● **TASK**: Retype the listing below exactly, starting at the line containing "of the sunbather." and continuing through the last line of the listing, with both ends included.

● **ENTRIES**:
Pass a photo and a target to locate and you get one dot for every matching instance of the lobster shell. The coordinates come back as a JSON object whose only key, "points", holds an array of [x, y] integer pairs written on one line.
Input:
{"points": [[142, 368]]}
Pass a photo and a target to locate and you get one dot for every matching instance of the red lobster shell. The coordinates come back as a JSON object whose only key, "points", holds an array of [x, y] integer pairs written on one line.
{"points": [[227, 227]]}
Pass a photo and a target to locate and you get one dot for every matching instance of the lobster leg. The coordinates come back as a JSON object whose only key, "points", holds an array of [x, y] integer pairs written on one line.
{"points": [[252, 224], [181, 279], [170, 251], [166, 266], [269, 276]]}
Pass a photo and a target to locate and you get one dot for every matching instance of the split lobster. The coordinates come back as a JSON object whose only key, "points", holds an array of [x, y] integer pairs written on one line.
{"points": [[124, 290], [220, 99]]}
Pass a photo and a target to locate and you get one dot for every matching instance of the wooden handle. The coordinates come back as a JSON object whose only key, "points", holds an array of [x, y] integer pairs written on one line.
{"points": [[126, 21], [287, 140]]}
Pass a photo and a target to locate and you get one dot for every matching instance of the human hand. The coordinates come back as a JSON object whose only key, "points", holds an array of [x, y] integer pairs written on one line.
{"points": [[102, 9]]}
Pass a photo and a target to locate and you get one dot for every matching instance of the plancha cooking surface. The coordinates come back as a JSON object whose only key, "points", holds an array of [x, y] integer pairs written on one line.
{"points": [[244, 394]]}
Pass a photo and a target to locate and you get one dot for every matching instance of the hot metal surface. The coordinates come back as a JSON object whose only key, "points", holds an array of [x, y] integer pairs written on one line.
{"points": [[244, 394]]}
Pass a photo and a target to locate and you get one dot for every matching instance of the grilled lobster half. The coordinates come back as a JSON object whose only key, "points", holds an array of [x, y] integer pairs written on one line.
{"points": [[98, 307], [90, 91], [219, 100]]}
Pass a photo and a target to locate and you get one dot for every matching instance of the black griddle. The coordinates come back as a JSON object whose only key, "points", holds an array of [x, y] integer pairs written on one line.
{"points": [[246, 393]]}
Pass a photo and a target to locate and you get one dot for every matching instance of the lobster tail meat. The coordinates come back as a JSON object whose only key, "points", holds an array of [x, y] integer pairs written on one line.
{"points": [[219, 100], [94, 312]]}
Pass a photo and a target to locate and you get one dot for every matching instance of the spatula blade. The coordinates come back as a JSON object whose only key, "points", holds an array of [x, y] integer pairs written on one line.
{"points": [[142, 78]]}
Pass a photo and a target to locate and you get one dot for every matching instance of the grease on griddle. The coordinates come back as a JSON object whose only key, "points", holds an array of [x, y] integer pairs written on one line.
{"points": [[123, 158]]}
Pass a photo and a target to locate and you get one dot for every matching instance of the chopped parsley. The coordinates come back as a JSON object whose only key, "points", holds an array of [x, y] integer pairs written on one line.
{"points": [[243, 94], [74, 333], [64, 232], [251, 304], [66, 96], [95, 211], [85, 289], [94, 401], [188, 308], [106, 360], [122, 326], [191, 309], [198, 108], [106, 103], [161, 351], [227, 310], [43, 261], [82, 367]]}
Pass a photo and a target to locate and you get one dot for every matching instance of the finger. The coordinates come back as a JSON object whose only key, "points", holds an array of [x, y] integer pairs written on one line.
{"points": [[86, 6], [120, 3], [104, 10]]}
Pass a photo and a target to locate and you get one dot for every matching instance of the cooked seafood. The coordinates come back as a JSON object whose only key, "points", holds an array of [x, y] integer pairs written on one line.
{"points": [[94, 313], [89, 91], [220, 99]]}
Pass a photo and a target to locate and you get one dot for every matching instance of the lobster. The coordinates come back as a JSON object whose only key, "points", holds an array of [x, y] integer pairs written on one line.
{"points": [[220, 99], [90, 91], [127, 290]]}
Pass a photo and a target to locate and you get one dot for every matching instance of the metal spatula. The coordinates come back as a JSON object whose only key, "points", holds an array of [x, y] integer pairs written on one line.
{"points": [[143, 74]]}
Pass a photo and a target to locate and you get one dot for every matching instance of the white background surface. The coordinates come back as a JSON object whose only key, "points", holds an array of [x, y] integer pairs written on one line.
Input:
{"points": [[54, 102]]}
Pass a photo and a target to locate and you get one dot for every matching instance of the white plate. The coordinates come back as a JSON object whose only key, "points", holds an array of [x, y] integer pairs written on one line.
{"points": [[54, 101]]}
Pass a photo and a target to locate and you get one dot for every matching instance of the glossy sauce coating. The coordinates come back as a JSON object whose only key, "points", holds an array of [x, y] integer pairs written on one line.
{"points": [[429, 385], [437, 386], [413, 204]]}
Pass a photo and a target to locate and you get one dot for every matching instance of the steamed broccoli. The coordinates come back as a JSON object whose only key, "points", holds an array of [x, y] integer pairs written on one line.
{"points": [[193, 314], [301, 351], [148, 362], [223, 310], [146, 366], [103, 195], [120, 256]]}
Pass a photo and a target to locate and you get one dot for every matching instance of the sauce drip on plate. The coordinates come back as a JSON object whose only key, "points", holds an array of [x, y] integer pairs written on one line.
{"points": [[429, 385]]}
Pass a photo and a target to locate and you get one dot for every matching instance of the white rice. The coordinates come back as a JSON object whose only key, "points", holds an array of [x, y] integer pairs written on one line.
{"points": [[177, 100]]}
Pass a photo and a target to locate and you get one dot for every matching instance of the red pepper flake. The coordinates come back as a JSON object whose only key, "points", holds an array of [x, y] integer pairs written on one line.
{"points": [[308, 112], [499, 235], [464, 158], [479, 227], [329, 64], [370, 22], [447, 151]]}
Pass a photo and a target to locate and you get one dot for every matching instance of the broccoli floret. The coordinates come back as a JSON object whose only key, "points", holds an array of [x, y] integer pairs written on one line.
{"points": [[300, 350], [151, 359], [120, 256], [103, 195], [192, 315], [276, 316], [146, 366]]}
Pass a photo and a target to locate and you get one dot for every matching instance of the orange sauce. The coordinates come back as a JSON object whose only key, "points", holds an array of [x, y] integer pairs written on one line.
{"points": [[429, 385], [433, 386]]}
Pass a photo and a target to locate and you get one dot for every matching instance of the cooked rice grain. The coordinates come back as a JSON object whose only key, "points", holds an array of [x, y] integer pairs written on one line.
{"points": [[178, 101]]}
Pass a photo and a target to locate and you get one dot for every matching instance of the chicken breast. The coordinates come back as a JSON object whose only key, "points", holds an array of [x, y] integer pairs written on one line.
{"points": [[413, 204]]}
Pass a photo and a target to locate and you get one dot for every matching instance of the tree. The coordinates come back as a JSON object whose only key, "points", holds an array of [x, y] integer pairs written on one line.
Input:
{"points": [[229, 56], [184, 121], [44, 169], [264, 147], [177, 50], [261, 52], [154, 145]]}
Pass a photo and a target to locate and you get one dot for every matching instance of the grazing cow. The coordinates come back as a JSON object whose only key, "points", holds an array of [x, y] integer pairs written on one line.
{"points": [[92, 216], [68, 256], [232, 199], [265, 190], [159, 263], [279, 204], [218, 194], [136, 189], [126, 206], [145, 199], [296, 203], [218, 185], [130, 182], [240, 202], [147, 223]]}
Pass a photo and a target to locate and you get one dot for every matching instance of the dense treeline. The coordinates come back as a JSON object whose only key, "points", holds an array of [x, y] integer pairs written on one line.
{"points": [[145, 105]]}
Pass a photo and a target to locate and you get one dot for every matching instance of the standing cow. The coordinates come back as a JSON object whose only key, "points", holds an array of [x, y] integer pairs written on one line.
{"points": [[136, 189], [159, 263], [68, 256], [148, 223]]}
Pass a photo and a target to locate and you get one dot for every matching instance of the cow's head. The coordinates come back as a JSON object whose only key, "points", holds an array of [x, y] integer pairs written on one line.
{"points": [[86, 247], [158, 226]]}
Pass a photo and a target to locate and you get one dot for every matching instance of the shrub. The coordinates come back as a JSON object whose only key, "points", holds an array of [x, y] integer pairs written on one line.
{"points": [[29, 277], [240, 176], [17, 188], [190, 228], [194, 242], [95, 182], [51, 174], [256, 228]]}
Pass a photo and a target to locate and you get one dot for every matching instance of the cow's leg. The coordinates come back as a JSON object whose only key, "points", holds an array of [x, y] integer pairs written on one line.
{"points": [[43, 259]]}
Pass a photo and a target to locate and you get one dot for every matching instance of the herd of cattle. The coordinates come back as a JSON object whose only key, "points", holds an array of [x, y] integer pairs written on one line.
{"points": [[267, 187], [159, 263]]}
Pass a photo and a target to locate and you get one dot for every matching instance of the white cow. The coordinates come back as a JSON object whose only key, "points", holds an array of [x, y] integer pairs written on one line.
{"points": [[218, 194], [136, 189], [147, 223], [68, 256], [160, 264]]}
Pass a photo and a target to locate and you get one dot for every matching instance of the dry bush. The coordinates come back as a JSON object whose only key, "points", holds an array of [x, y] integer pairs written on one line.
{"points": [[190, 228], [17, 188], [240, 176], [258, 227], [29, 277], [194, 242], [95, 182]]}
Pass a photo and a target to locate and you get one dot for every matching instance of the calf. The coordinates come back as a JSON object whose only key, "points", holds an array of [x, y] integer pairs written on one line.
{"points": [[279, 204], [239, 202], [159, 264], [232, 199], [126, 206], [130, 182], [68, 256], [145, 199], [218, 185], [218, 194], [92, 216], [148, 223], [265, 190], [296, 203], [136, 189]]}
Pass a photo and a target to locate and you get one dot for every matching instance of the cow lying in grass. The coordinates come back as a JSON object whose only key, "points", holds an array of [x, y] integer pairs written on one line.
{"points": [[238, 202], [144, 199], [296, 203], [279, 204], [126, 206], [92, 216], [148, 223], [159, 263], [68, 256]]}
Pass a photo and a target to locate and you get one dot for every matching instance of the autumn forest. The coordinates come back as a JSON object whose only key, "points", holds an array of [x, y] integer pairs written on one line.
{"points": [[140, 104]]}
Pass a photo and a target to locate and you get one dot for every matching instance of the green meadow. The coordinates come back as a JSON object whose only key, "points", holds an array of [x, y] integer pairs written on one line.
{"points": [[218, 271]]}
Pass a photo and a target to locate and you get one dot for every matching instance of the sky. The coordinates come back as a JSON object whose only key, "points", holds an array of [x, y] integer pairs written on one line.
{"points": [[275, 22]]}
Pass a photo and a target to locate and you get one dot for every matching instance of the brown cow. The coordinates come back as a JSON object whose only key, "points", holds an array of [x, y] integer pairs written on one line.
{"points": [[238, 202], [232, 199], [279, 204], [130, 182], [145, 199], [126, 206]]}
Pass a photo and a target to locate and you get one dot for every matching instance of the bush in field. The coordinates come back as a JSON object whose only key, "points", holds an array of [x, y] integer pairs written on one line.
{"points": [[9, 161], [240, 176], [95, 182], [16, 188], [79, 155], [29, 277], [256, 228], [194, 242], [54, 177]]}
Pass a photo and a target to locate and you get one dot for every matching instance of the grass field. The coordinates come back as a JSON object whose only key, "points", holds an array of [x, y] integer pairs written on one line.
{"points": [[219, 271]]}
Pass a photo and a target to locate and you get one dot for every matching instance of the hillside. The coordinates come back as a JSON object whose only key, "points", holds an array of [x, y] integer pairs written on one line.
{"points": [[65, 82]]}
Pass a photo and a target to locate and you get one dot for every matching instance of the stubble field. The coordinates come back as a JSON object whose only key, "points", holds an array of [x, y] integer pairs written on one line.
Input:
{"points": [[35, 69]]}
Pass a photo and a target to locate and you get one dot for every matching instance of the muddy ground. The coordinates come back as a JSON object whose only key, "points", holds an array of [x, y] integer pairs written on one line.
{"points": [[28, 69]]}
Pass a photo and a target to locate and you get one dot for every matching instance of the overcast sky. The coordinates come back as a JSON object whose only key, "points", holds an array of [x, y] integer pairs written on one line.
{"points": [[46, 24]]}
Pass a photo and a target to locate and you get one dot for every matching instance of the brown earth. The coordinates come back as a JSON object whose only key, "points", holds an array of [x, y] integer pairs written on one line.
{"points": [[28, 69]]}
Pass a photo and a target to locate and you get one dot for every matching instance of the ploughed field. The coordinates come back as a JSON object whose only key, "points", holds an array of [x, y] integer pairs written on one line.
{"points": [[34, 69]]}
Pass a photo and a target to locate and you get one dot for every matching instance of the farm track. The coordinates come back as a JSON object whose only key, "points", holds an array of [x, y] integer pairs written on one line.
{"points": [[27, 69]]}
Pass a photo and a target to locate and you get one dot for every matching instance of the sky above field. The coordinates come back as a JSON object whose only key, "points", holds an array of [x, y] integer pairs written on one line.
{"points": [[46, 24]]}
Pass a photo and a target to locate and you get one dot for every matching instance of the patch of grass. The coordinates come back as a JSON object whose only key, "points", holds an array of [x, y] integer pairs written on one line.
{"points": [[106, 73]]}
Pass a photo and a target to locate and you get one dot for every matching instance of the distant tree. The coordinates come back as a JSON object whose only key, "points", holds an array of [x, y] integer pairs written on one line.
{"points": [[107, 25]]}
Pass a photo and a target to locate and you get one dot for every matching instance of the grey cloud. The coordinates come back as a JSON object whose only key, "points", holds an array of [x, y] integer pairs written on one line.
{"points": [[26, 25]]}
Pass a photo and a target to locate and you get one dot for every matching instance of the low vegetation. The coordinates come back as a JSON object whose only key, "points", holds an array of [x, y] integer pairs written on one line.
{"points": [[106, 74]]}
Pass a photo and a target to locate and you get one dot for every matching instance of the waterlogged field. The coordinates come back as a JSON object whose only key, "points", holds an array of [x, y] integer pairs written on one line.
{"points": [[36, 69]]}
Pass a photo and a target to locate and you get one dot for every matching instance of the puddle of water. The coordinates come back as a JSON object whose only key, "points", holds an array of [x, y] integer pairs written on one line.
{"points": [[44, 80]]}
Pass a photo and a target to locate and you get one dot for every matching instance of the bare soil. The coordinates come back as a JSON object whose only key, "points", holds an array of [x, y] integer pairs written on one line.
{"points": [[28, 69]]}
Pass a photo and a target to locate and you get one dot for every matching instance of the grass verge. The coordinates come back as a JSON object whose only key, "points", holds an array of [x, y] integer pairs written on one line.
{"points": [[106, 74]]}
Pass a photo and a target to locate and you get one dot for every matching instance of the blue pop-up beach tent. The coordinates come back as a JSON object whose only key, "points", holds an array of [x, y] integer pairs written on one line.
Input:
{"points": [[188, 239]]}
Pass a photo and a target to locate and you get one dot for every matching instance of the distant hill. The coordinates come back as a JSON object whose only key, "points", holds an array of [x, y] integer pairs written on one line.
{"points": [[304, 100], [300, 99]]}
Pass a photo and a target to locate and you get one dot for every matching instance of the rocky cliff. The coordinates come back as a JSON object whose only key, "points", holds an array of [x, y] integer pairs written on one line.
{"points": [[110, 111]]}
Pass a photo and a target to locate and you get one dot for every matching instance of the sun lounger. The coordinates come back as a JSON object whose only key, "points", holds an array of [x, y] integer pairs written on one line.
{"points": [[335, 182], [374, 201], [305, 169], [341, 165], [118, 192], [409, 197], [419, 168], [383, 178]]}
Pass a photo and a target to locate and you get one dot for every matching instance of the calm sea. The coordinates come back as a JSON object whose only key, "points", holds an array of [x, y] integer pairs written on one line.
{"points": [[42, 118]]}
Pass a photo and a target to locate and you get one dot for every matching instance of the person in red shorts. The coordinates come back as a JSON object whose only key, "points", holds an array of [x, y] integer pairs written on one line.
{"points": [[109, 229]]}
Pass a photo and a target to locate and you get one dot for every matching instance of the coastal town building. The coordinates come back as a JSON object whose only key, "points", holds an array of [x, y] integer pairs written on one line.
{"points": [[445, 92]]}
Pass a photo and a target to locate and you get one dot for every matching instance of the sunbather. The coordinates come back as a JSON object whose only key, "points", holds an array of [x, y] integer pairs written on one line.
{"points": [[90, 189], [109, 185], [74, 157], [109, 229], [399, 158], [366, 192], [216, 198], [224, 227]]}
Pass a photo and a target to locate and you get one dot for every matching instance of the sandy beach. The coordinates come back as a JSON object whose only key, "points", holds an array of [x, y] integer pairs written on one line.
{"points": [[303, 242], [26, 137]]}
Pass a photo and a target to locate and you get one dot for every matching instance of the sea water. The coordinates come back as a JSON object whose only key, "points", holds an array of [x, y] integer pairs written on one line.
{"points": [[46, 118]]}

● **WORKED ANSWER**:
Pass a photo and a target to locate and you get one dot for every matching instance of the sunbather. The coordinates come back as a JSON object whose only key, "points", holds an array of [x, y] integer pairs written on one line.
{"points": [[90, 189], [109, 185], [74, 157], [109, 229], [399, 158], [366, 192], [216, 198], [224, 227]]}
Pass a photo and a target to locate and you get one dot for every matching instance of the sandy beach. The coordinates come back as a JSON object whose only key, "points", holds an array of [x, y] integer pairs written on one line.
{"points": [[303, 242], [26, 137]]}
Pass a photo and a target to locate and you get one dot for every matching instance of the sea water. The coordinates come back as a JSON object whose only key, "points", holds an array of [x, y] integer pairs written on one line.
{"points": [[46, 118]]}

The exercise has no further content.